Top of MATERIAL PROVIDED

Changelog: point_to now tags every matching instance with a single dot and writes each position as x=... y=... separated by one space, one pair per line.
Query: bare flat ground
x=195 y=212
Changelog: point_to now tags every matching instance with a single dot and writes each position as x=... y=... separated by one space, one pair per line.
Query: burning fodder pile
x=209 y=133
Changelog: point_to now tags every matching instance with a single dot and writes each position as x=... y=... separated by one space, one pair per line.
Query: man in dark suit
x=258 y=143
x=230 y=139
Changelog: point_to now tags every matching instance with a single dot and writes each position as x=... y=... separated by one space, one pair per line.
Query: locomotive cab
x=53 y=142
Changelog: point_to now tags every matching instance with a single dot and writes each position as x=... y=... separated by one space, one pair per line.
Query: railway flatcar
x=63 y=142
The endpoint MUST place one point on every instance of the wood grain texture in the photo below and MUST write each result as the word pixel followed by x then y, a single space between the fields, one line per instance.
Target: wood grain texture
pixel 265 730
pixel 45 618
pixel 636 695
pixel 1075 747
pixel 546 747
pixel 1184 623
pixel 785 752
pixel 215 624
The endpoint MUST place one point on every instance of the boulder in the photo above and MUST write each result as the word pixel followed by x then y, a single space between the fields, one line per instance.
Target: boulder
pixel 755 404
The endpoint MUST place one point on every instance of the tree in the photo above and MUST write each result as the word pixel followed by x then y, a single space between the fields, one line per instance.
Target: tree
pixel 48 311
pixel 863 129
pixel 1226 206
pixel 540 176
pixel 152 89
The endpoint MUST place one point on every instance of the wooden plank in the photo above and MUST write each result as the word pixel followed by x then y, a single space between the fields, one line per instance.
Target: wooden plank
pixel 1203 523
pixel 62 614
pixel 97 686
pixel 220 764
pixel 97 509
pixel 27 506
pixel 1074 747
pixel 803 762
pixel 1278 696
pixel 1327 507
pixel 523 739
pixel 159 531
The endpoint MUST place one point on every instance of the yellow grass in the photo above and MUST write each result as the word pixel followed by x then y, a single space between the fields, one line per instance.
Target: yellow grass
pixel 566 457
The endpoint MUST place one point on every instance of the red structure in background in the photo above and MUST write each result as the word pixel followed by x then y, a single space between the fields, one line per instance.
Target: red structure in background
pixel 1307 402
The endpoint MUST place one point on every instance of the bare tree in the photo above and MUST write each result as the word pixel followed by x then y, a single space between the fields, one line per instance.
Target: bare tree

Bottom of MATERIAL PROVIDED

YOUR TASK — Quote every entry exactly.

RESPONSE AREA —
Changelog: point_to now tags every matching instance with a single dot and writes each position as x=... y=... separated by one space, one pair per line.
Query: bare flat ground
x=195 y=212
Changelog: point_to now tags every matching instance with a single dot and writes each position as x=... y=... separated by one space, one pair per line.
Query: burning fodder pile
x=209 y=133
Changelog: point_to now tags every matching instance with a single dot and writes each position as x=... y=... separated by one space, one pair per line.
Query: man in dark suit
x=258 y=143
x=230 y=139
Changelog: point_to now tags every matching instance with a single dot and writes each position as x=... y=... separated by one space, one pair per line.
Query: locomotive cab
x=53 y=142
Changelog: point_to now tags every matching instance with a single dot and writes each position as x=... y=... separated by one space, one pair per line.
Query: railway flatcar
x=63 y=142
The endpoint MUST place one point on every instance of the wood grain texture in the photo below and MUST write each result as the word pixel followed by x then y, a single space between the fields, one line per instance.
Target: wood grain texture
pixel 265 730
pixel 45 618
pixel 636 695
pixel 1075 747
pixel 546 747
pixel 1184 623
pixel 785 752
pixel 215 624
The endpoint MUST place one point on every instance of the boulder in the photo above and MUST write each result as the word pixel followed by x then y, a single space between the fields, one line per instance.
Target: boulder
pixel 755 404
The endpoint MUST place one point on every instance of the tree in the photo above and MUST write each result as the word pixel followed by x then y, a single space between the fields, one line per instance.
Target: tree
pixel 48 311
pixel 863 129
pixel 1226 206
pixel 540 176
pixel 152 89
The endpoint MUST place one point on every instance of the wooden plank in the photo above and MUST write each result as the word pixel followed by x then y, a single space between the fields, one line per instance.
Target: wooden plank
pixel 1203 523
pixel 62 614
pixel 97 686
pixel 220 764
pixel 97 509
pixel 27 506
pixel 1074 747
pixel 803 762
pixel 1278 696
pixel 1327 507
pixel 523 739
pixel 159 531
The endpoint MUST place one point on every instance of the yellow grass in the photo above and MUST write each result as the word pixel followed by x then y, a single space between the fields, one line per instance.
Target: yellow grass
pixel 566 457
The endpoint MUST place one point on every instance of the red structure in background in the photo above and MUST write each result as the word pixel followed by x then y, a single space between the fields, one line per instance.
Target: red structure in background
pixel 1307 402
The endpoint MUST place one point on every instance of the bare tree in the photo above and MUST write each result as the word pixel followed by x then y, a single space between the fields, one line per instance.
Target: bare tree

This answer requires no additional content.